§ DATA TO PROCESS
------------------------------------------------
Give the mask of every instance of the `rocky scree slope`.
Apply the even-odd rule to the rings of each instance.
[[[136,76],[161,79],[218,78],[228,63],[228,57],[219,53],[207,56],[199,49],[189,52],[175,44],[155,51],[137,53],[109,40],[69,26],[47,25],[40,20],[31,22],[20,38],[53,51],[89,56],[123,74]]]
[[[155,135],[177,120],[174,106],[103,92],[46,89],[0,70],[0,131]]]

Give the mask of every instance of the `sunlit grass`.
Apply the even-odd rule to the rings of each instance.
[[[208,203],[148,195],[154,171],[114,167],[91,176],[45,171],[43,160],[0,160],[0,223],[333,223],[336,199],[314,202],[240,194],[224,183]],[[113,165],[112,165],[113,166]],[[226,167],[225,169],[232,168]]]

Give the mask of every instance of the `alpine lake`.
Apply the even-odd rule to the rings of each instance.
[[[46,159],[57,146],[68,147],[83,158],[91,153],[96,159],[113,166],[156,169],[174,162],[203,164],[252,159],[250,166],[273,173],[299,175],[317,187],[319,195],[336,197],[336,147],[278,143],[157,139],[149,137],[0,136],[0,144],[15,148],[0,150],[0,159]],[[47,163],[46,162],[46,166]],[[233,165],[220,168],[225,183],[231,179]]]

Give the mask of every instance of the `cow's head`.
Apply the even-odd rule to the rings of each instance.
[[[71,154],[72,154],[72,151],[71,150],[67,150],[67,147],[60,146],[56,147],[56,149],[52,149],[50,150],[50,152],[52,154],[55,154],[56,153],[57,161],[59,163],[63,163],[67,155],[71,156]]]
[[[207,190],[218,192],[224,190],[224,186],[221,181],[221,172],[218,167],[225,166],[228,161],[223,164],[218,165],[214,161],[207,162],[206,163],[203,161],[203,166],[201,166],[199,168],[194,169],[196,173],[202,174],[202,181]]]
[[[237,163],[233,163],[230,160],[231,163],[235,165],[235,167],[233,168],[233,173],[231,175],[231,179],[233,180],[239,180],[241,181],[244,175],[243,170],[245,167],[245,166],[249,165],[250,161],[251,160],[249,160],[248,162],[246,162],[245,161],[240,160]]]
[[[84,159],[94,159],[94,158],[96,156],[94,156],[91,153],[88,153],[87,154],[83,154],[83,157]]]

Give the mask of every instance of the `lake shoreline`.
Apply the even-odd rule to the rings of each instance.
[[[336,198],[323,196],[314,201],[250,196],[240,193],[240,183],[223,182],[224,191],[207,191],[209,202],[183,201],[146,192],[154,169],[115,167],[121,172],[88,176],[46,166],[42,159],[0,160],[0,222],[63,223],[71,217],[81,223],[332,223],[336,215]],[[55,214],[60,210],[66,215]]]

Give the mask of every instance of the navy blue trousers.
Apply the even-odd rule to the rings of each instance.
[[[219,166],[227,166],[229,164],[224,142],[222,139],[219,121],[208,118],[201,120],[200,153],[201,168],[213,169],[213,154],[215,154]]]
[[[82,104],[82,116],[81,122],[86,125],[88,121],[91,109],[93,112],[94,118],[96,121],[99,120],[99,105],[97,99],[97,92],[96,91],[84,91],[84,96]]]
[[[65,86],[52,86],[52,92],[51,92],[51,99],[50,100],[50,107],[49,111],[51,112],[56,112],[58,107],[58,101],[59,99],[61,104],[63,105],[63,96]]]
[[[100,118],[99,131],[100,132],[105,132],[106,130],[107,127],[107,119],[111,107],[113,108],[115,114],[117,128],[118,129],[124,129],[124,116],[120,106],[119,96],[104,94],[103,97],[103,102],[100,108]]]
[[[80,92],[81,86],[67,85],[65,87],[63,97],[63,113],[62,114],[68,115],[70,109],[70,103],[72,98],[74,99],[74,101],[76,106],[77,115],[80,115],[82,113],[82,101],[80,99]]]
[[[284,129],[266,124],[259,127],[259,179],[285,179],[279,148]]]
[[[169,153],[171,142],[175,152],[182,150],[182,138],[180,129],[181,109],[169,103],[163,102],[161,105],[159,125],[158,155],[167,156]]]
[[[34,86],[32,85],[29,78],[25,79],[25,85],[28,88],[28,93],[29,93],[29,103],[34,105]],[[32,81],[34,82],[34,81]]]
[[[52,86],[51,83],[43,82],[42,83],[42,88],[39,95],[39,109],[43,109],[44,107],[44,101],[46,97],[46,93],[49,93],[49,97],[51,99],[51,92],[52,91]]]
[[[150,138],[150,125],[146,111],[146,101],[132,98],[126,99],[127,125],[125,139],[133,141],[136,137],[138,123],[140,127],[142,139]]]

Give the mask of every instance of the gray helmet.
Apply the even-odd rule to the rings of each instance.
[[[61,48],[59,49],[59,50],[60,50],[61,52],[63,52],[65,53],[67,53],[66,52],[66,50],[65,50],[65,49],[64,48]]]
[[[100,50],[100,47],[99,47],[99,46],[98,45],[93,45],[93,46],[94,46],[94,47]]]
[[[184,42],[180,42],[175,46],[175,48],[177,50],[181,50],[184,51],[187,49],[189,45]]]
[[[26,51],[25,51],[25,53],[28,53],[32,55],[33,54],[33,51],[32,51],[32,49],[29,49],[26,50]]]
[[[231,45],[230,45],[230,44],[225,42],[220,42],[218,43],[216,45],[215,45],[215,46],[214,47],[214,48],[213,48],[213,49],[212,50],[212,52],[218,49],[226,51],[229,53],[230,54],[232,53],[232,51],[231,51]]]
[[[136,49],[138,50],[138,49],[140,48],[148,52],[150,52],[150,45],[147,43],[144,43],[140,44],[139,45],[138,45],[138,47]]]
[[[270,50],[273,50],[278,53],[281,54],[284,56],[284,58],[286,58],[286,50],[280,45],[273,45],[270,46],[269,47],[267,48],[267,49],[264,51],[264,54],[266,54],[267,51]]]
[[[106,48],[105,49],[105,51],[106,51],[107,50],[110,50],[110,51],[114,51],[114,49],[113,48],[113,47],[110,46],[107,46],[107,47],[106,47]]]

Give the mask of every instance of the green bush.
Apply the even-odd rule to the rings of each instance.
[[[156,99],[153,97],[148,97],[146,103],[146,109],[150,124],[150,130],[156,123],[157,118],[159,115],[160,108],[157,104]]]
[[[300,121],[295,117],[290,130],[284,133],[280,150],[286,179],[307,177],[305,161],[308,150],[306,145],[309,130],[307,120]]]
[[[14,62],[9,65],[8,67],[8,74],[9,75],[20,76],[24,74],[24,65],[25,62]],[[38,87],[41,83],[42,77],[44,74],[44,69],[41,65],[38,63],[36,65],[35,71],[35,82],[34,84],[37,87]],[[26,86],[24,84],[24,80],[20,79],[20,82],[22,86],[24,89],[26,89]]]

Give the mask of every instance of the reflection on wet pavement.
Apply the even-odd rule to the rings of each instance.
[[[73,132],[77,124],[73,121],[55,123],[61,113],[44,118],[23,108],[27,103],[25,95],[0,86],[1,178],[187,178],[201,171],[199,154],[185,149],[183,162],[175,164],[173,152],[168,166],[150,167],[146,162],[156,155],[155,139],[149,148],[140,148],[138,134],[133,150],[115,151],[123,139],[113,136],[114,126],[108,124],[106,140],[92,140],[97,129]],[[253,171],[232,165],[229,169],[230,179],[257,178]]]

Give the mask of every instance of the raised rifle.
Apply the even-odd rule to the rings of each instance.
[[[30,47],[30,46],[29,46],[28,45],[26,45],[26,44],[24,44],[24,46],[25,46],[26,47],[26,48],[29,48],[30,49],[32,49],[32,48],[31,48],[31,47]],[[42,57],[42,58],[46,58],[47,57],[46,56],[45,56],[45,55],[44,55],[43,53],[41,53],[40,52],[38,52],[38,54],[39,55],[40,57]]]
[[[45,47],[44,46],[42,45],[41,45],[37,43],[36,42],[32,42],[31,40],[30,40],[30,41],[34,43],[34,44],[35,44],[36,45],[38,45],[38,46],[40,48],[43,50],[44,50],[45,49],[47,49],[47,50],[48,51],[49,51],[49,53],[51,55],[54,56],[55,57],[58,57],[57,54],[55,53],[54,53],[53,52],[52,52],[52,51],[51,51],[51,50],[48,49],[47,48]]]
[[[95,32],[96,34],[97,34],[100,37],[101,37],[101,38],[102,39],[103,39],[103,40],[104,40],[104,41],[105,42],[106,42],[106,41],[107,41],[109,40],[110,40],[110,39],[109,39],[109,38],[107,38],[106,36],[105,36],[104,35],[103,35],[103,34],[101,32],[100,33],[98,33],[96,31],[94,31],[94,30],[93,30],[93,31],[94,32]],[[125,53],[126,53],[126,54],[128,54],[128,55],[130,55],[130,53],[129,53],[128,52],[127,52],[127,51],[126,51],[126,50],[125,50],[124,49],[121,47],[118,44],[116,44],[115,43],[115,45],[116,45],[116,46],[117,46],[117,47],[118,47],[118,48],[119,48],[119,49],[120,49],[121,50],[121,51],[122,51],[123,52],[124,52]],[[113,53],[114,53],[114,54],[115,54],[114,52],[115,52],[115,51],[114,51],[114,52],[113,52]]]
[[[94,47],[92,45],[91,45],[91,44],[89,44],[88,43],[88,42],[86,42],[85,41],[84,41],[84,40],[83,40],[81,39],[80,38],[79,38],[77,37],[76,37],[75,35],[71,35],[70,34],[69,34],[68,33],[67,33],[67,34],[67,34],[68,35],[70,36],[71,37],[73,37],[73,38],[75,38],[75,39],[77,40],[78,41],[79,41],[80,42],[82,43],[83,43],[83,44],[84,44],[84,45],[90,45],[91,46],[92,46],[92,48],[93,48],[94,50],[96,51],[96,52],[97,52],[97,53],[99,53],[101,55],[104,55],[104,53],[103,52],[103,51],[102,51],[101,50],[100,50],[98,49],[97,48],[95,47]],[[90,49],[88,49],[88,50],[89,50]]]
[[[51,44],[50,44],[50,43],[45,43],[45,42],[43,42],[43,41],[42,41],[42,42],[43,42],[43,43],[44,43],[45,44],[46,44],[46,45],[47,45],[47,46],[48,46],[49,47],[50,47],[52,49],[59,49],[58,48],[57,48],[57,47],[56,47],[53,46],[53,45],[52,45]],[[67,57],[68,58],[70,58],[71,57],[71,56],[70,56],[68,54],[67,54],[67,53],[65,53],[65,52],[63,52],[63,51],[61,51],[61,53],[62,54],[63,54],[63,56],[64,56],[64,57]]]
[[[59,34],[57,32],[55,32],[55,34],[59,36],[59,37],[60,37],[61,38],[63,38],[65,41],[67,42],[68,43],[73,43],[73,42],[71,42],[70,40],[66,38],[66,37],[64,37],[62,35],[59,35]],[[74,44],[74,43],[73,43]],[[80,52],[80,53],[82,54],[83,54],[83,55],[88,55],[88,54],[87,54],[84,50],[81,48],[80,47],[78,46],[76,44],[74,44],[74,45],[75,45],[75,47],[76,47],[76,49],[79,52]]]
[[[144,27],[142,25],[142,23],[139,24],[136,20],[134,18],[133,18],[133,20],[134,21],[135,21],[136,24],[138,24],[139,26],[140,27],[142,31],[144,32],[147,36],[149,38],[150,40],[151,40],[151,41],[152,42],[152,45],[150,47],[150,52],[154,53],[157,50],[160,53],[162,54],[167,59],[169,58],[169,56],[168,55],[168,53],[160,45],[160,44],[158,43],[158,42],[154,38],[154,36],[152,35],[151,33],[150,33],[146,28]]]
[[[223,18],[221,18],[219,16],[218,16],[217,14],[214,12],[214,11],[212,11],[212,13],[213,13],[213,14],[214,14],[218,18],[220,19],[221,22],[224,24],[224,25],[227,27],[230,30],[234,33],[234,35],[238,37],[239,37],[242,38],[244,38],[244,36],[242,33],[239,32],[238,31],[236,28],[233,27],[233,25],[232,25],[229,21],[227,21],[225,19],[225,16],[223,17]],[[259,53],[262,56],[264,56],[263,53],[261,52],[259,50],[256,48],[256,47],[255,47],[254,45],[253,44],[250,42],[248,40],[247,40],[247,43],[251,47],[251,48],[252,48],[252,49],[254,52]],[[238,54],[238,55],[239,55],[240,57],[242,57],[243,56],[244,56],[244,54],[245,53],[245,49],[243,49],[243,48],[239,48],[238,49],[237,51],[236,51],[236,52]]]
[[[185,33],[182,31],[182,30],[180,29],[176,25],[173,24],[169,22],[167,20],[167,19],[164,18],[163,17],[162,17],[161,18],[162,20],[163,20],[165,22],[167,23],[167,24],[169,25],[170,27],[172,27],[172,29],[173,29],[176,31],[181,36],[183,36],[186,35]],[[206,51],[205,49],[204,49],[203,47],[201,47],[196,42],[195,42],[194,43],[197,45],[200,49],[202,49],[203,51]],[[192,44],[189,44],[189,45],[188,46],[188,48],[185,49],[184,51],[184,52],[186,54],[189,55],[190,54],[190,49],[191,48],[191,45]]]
------------------------------------------------
Report every line of the rows above that contains the word "mask", copying each one in full.

Give the mask of every instance of the `rocky scree slope`.
Give the mask of every instance of the `sunlit grass`.
Give the mask of every instance of the `alpine lake`.
Give the mask of every instance of the `cow's head`.
Give the mask of every instance of the `lake shoreline`.
Give the mask of every instance of the navy blue trousers.
Give the mask of every instance of the gray helmet.
Give the mask of every instance of the green bush.
Give the mask of every instance of the reflection on wet pavement.
Give the mask of every instance of the raised rifle.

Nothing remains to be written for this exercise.